Delicious Proposal () is a 2001 South Korean television series starring Jung Joon, Son Ye-jin, So Yoo-jin and So Ji-sub. It aired on MBC from February 7 to March 29, 2001 on Wednesdays and Thursdays at 21:55 for 16 episodes.

Plot
The drama is about two families that operate rival Chinese food restaurants, and the love stories of twenty-something high school graduates on their paths to becoming first-class chefs.

Hyo-dong treats his customers like kings and serves the best Chinese food in the area, but his restaurant has been struggling for some time. Built on his father's dedication and decades of hard work, the restaurant has been declining due to the aggressive techniques of their rivals. In the midst of this competition, Hyo-dong gets to know Hee-ae, a charming young girl who frequents the same cooking class. They also meet Shin-ae, a poor, very determined student who dreams of owning her own restaurant someday. Hyo-dong falls for Hee-ae, but he later finds out that she is the daughter of the owner of deluxe eatery Golden Dragon, a ruthless rival who is out to destroy his father's restaurant.

DIRECTIVE —
Using the text about Delicious Proposal, state whether each statement agrees with it (yes or no) and quote the exact words that decide each one. 1. The series aired for 16 episodes. 2. Hee-ae is a poor student who dreams of owning her own restaurant. 3. Hee-ae's father owns Golden Dragon.

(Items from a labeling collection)
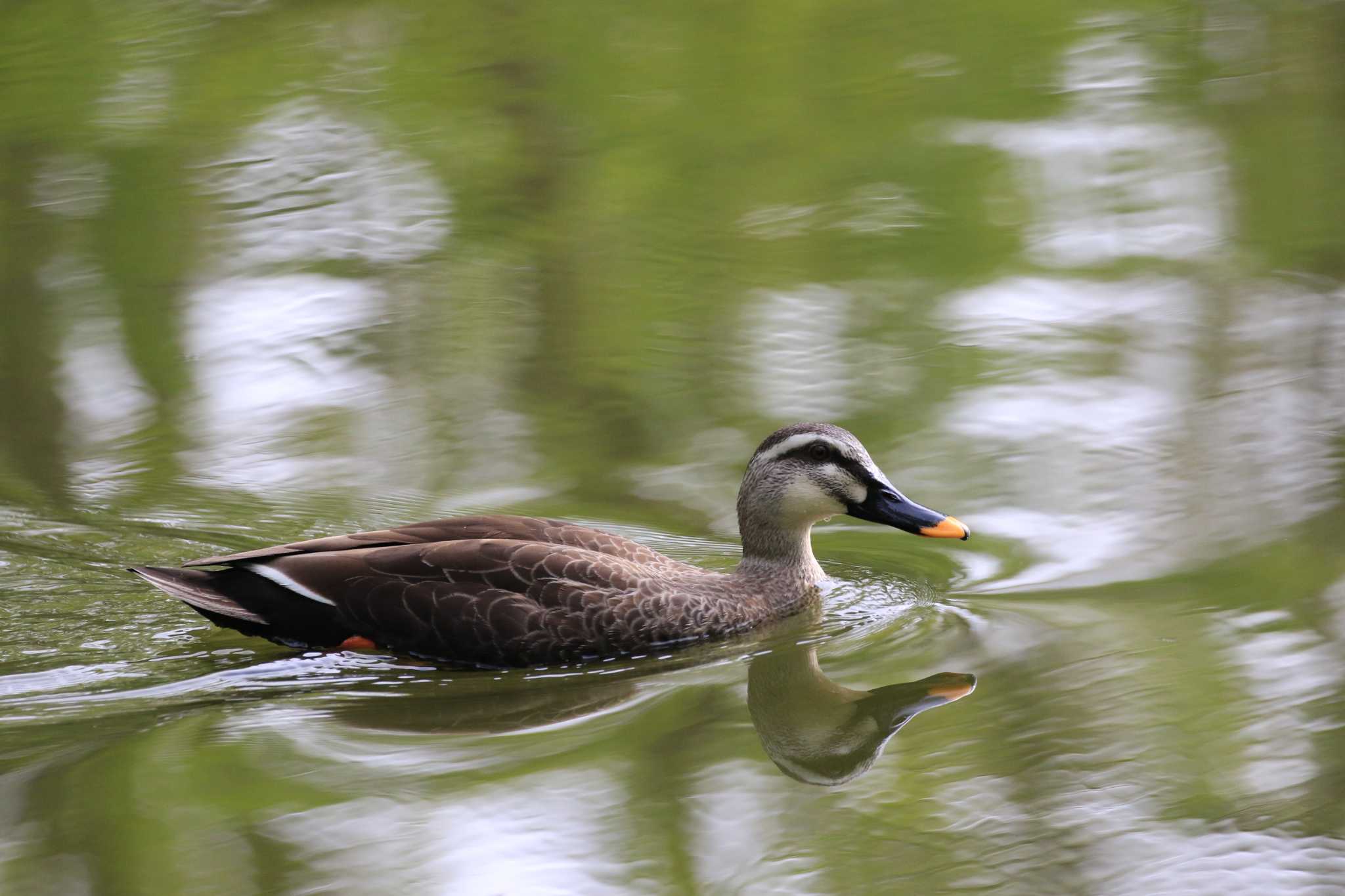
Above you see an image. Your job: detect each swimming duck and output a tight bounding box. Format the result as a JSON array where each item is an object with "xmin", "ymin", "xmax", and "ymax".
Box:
[{"xmin": 131, "ymin": 423, "xmax": 970, "ymax": 666}]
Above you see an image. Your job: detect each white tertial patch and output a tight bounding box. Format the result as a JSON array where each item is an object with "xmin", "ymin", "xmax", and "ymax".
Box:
[
  {"xmin": 757, "ymin": 433, "xmax": 850, "ymax": 461},
  {"xmin": 248, "ymin": 563, "xmax": 336, "ymax": 607},
  {"xmin": 780, "ymin": 479, "xmax": 845, "ymax": 523}
]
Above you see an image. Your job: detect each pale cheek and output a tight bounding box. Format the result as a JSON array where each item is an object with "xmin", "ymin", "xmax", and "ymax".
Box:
[{"xmin": 780, "ymin": 482, "xmax": 845, "ymax": 523}]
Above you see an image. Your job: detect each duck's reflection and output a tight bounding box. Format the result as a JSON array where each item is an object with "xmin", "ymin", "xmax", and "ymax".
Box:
[
  {"xmin": 748, "ymin": 645, "xmax": 977, "ymax": 787},
  {"xmin": 325, "ymin": 643, "xmax": 977, "ymax": 786}
]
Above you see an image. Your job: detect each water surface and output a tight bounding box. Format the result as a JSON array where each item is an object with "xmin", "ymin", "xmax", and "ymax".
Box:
[{"xmin": 0, "ymin": 0, "xmax": 1345, "ymax": 896}]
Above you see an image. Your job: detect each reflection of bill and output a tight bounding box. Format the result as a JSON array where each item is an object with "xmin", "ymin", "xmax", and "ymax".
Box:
[
  {"xmin": 748, "ymin": 645, "xmax": 977, "ymax": 787},
  {"xmin": 325, "ymin": 645, "xmax": 977, "ymax": 786}
]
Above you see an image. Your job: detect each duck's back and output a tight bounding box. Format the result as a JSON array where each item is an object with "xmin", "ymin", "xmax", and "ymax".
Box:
[{"xmin": 136, "ymin": 517, "xmax": 761, "ymax": 665}]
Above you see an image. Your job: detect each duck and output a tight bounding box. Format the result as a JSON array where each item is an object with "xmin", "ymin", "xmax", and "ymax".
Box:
[{"xmin": 129, "ymin": 423, "xmax": 971, "ymax": 668}]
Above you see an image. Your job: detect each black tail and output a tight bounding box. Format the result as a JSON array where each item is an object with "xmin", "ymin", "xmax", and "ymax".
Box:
[{"xmin": 129, "ymin": 567, "xmax": 355, "ymax": 647}]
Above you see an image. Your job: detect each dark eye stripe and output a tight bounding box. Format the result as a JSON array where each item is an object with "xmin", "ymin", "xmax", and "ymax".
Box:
[{"xmin": 784, "ymin": 442, "xmax": 869, "ymax": 482}]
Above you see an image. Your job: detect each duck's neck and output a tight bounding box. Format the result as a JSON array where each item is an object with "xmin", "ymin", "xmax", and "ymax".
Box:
[{"xmin": 737, "ymin": 513, "xmax": 826, "ymax": 589}]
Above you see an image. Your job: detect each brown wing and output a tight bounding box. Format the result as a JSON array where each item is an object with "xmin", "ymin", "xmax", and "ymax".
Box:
[
  {"xmin": 254, "ymin": 540, "xmax": 714, "ymax": 665},
  {"xmin": 183, "ymin": 516, "xmax": 686, "ymax": 567}
]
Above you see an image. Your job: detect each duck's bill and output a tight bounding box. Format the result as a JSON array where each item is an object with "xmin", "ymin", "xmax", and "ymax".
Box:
[{"xmin": 846, "ymin": 488, "xmax": 971, "ymax": 542}]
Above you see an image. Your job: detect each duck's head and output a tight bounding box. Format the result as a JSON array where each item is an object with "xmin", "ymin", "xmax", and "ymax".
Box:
[{"xmin": 738, "ymin": 423, "xmax": 971, "ymax": 555}]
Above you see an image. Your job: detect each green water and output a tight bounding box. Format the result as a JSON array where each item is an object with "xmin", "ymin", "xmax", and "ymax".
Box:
[{"xmin": 0, "ymin": 0, "xmax": 1345, "ymax": 896}]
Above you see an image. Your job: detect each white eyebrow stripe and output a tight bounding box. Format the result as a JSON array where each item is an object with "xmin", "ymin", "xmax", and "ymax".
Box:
[
  {"xmin": 757, "ymin": 433, "xmax": 849, "ymax": 461},
  {"xmin": 245, "ymin": 563, "xmax": 336, "ymax": 607}
]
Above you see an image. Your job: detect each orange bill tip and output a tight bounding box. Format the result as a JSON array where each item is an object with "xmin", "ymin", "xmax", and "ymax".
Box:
[{"xmin": 920, "ymin": 516, "xmax": 971, "ymax": 542}]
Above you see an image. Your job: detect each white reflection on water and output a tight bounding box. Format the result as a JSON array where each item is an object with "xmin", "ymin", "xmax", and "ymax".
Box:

RESULT BELOW —
1. Yes: "for 16 episodes"
2. No: "Shin-ae, a poor, very determined student who dreams of owning her own restaurant someday"
3. Yes: "she is the daughter of the owner of deluxe eatery Golden Dragon"